___ Reading text ___

PICO is an Intel Cluster made of 74 nodes of different types, devoted to different purposes, with the common task of data analytics and visualization on large amount of data.

  • Login nodes: 2 × 20-core nodes, 128 GB-mem. Both of this two nodes are reachable with the IP: login.pico.cineca.it
  • Compute Nodes: 51 × 20-core nodes, 128 GB-mem. A standard scientific computational environment is defined here. Pre-installed applications are in the visualization domain, as well as data analysis, post-processing and bioinformatics. It is possible to access this environment via ssh and submit large analysis in a PBS batch environment.
  • Big memory Nodes: two nodes, big1 and big2, equipped respectively with 32 cores – 0.5 T and 40 cores – 1 T of RAM are available for specific activities, which require a remarkable quantity of memory. Both are HP DL980 servers.

___

What the exercise asks:
Reproduce word for word the passage of the PICO cluster description that starts with "PICO is an Intel" and ends with "PBS batch environment.". The rows that follow come from a different source than the PICO cluster text.

___ Data section ___

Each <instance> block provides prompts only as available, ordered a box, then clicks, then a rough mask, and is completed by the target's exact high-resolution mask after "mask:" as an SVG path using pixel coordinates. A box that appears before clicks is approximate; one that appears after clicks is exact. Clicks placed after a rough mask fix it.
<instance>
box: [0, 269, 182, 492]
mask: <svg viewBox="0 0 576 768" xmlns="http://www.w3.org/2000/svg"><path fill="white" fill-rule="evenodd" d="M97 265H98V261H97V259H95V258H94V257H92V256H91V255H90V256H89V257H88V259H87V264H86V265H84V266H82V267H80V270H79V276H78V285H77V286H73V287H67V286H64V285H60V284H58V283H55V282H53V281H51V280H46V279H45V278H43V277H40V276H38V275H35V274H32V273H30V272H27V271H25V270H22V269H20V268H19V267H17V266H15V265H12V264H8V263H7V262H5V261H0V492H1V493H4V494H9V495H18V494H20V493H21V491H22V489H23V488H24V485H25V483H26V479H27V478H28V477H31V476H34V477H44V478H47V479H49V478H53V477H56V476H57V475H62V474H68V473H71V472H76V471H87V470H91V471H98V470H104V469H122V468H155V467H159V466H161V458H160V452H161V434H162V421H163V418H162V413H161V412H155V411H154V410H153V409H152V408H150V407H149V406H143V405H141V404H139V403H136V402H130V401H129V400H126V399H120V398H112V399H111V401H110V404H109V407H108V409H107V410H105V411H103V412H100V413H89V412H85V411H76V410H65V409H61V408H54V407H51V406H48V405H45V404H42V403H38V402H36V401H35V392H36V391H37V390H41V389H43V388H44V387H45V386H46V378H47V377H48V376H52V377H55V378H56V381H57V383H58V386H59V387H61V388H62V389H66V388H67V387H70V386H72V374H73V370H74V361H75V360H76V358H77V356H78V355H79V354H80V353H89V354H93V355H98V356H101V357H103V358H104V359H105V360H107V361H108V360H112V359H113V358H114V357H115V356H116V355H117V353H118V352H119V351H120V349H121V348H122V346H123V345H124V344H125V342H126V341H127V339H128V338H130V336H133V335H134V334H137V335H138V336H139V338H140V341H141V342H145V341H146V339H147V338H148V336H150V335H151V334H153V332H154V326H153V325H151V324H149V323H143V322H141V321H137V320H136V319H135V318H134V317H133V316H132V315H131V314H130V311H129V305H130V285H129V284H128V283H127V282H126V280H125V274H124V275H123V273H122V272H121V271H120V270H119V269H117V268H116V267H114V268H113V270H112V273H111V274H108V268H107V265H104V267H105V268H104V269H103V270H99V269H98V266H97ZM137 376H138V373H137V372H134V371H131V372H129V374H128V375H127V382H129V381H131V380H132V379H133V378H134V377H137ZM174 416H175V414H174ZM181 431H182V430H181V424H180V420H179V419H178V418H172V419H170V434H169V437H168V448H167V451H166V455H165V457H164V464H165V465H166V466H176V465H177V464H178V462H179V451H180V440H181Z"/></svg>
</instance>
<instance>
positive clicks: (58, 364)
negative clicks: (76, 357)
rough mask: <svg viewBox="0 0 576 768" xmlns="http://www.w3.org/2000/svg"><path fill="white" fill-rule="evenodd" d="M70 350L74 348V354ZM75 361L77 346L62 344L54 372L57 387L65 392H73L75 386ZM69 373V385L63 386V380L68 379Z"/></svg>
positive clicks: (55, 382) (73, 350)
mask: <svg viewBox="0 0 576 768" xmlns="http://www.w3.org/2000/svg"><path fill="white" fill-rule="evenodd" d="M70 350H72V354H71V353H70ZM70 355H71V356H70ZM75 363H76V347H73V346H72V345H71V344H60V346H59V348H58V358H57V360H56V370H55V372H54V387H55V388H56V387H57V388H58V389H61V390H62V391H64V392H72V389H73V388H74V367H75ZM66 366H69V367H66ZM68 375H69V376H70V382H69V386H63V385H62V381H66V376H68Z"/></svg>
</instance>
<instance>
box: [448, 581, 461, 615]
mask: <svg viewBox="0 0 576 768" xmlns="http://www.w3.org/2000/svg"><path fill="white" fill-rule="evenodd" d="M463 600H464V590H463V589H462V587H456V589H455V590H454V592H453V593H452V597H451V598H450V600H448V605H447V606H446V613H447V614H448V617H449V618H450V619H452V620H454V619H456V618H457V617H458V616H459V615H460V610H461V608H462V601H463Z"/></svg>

___
___ Data section ___

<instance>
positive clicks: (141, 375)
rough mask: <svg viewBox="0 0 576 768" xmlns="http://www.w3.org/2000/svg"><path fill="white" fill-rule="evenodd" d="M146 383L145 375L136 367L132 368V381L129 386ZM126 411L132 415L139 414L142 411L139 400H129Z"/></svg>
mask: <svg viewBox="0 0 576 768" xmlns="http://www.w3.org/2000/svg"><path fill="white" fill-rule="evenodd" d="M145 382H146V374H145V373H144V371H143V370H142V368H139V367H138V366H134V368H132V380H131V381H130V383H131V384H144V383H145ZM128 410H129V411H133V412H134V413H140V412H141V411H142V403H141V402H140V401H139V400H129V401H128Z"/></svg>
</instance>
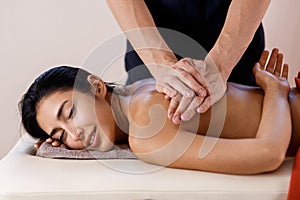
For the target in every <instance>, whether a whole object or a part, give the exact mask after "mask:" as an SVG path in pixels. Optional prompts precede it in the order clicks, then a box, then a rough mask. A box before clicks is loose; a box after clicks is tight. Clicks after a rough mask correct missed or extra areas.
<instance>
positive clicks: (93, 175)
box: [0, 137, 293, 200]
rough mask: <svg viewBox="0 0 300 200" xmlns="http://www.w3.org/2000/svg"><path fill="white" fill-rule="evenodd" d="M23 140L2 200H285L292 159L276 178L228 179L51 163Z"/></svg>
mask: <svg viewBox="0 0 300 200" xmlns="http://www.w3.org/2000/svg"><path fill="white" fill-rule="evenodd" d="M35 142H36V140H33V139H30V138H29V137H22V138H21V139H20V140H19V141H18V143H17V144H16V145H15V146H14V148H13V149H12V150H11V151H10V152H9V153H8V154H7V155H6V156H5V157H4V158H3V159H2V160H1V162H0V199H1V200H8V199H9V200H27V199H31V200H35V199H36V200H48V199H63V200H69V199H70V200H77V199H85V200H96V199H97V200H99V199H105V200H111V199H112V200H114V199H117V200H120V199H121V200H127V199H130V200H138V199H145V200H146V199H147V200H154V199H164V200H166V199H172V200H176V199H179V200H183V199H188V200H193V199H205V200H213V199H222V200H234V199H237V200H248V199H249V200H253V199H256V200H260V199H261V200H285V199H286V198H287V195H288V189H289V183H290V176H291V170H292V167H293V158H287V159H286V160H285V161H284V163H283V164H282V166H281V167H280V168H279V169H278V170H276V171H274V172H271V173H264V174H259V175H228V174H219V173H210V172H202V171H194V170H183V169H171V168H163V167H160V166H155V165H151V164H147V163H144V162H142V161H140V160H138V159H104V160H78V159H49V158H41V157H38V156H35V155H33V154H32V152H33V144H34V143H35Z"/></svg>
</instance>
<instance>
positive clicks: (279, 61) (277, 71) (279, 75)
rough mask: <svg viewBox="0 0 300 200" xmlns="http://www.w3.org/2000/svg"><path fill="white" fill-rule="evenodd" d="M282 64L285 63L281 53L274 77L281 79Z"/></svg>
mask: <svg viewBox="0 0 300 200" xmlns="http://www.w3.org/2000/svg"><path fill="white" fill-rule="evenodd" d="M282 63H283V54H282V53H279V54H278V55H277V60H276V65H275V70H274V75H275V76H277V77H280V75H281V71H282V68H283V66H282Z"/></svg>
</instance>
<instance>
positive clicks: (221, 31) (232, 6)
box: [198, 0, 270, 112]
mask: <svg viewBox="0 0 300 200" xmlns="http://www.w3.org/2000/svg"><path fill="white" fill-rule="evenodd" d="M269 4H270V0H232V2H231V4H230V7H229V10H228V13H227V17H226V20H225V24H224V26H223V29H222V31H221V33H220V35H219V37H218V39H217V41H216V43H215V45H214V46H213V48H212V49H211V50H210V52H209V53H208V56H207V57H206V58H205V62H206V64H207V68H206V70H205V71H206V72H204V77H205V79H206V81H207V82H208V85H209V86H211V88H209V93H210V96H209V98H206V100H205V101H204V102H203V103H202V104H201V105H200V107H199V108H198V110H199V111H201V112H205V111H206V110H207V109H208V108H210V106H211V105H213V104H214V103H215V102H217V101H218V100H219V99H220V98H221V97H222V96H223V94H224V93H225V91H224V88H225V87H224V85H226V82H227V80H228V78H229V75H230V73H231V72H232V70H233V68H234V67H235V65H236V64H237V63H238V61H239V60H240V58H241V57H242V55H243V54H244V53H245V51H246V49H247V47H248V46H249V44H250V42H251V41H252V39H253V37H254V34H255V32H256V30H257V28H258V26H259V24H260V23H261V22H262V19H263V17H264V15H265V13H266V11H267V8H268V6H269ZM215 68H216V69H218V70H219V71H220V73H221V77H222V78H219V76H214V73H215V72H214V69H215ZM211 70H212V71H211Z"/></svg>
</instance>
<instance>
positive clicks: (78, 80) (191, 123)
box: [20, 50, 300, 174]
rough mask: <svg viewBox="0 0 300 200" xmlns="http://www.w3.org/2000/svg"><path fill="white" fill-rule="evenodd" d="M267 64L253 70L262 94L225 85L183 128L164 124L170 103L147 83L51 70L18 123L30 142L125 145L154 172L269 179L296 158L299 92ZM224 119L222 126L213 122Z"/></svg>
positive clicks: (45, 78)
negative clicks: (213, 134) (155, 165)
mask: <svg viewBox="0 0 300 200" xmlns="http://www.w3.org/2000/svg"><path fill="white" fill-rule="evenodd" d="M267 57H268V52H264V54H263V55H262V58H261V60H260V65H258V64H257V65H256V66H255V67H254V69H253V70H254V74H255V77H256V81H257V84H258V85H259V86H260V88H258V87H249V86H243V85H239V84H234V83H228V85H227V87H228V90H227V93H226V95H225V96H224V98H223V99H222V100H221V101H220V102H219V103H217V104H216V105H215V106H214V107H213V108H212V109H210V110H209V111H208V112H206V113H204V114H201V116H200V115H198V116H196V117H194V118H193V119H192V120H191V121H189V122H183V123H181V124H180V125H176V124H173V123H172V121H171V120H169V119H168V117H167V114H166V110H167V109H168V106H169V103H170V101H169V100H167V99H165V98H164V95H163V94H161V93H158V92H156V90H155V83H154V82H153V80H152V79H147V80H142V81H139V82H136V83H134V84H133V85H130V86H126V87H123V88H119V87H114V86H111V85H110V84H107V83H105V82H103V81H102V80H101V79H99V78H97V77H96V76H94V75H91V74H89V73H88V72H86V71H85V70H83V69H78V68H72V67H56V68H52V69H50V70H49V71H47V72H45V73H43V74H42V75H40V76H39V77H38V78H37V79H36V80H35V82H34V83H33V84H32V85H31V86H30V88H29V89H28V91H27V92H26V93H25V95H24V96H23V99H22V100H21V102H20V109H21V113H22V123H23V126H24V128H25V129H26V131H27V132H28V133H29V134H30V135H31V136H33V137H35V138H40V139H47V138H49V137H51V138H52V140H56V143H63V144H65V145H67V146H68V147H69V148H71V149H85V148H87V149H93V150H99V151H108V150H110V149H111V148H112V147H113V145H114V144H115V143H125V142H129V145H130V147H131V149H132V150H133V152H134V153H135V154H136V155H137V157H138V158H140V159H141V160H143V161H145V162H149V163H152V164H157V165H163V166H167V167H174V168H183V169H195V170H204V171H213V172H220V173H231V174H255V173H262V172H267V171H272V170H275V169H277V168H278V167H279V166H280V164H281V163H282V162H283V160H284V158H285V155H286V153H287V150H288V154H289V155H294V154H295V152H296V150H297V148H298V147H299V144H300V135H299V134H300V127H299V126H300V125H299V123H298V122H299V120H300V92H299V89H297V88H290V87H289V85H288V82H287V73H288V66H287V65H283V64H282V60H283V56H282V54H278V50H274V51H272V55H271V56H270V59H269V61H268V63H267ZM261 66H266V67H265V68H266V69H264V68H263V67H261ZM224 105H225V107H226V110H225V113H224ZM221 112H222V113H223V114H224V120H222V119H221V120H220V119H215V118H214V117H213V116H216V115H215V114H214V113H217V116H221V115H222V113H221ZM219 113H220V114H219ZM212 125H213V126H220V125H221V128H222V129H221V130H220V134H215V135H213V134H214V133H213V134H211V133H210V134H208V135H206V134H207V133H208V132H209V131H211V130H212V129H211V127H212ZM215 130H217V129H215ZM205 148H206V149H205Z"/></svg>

___

Solution to the problem:
PICO is an Intel Cluster made of 74 nodes of different types, devoted to different purposes, with the common task of data analytics and visualization on large amount of data.

  • Login nodes: 2 × 20-core nodes, 128 GB-mem. Both of this two nodes are reachable with the IP: login.pico.cineca.it
  • Compute Nodes: 51 × 20-core nodes, 128 GB-mem. A standard scientific computational environment is defined here. Pre-installed applications are in the visualization domain, as well as data analysis, post-processing and bioinformatics. It is possible to access this environment via ssh and submit large analysis in a PBS batch environment.